(Anti-)Climax: Animalqueer/Queeranimal Scatterings

Rallin, Aneil
Freedom. It isn’t once, to walk out
under the Milky Way, feeling the rivers
of light, the fields of dark—
freedom is daily, prose-bound, routine
remembering. Putting together, inch by inch
the starry world. From all the lost collections. (A Wild 22)
—Adrienne Rich

1.
In one of my undergraduate seminars, we are discussing a passage in Alice Walker’s remarkable novel Meridian.

“Truman,” Meridian said, when she lay back, exhausted, on the floor. “Do you remember what happened the last time we went out? Remember how that woman attacked me and then slammed the door in our faces?”


He remembered.


“I never explained to you why she did that. She did it because I know something about her life that she told me, but now wishes I didn’t know it because she’s afraid of what people will think about her if they know. That woman left her husband because he was infatuated with his dog.”


Truman laughed.


“No, no, I mean it. He was in love with a dog. He bought the best of everything for the dog to eat. He brushed its coat a dozen times a day. He talked to it constantly, ignoring his children and his wife. He let it sleep on the best bed in the guest room. Some night he would stay with it. When his wife finally screamed and asked him why, he explained that the dog has better qualities than she had. (239-40)

Several members of the seminar find it inconceivable that a man would prefer a dog over his wife. Sachiko Orui quietly insists, maybe the dog had better qualities than his wife, and asks: Why is this inconceivable? What comes in your way of imagining a rich and complex relationship between the man and the dog?

2.
Roy Choi, inventor of the kogi taco, a Mexican Korean fusion taco, that galvanizes the food trucks craze and food culture in Los Angeles writes on their blog

[What does] profitability [mean] when our whole existence is at stake?


Fuck you.


I stopped eating meat this week.  That’s why I’m thinking about leaving cooking…I will no longer eat meat for my own consumption.
Animals be talking to me.  They told me . . . stop. Stop, Roy.  Please.

3.

:: AIM OF THE TASK ::
Type out the essay excerpt above, from its title through the final "3.", word for word.

:: PROVIDED RECORDS ::
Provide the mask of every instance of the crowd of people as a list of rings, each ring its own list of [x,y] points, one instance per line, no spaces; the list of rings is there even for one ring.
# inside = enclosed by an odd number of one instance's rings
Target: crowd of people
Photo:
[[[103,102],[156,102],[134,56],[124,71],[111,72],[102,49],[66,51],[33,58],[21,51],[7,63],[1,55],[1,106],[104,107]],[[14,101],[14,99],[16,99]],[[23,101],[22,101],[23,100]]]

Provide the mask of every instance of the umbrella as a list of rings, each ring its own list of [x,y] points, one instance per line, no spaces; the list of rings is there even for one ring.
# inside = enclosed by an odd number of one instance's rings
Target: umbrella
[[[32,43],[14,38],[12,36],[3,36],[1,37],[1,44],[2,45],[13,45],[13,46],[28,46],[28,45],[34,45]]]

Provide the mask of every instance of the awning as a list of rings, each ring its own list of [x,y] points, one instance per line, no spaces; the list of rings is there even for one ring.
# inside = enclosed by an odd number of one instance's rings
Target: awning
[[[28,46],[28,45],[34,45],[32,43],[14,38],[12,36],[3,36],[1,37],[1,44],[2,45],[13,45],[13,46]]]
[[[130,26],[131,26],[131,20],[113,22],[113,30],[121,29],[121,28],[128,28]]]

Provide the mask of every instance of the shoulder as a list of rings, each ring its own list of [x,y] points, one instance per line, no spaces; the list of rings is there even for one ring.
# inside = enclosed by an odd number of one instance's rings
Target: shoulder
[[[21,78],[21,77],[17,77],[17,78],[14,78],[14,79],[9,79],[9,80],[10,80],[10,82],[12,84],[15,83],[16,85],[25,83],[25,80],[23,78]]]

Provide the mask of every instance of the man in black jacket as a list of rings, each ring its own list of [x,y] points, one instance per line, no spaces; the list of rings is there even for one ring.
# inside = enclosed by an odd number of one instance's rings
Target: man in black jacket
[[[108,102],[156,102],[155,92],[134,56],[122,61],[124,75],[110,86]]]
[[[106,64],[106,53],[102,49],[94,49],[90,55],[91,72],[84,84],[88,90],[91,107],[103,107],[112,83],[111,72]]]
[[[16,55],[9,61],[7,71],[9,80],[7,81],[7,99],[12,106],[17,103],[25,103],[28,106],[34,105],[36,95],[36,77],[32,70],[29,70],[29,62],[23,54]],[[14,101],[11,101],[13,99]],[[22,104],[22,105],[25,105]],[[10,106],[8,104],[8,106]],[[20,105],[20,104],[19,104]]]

:: TASK RESULT ::
(Anti-)Climax: Animalqueer/Queeranimal Scatterings

Rallin, Aneil
Freedom. It isn’t once, to walk out
under the Milky Way, feeling the rivers
of light, the fields of dark—
freedom is daily, prose-bound, routine
remembering. Putting together, inch by inch
the starry world. From all the lost collections. (A Wild 22)
—Adrienne Rich

1.
In one of my undergraduate seminars, we are discussing a passage in Alice Walker’s remarkable novel Meridian.

“Truman,” Meridian said, when she lay back, exhausted, on the floor. “Do you remember what happened the last time we went out? Remember how that woman attacked me and then slammed the door in our faces?”


He remembered.


“I never explained to you why she did that. She did it because I know something about her life that she told me, but now wishes I didn’t know it because she’s afraid of what people will think about her if they know. That woman left her husband because he was infatuated with his dog.”


Truman laughed.


“No, no, I mean it. He was in love with a dog. He bought the best of everything for the dog to eat. He brushed its coat a dozen times a day. He talked to it constantly, ignoring his children and his wife. He let it sleep on the best bed in the guest room. Some night he would stay with it. When his wife finally screamed and asked him why, he explained that the dog has better qualities than she had. (239-40)

Several members of the seminar find it inconceivable that a man would prefer a dog over his wife. Sachiko Orui quietly insists, maybe the dog had better qualities than his wife, and asks: Why is this inconceivable? What comes in your way of imagining a rich and complex relationship between the man and the dog?

2.
Roy Choi, inventor of the kogi taco, a Mexican Korean fusion taco, that galvanizes the food trucks craze and food culture in Los Angeles writes on their blog

[What does] profitability [mean] when our whole existence is at stake?


Fuck you.


I stopped eating meat this week.  That’s why I’m thinking about leaving cooking…I will no longer eat meat for my own consumption.
Animals be talking to me.  They told me . . . stop. Stop, Roy.  Please.

3.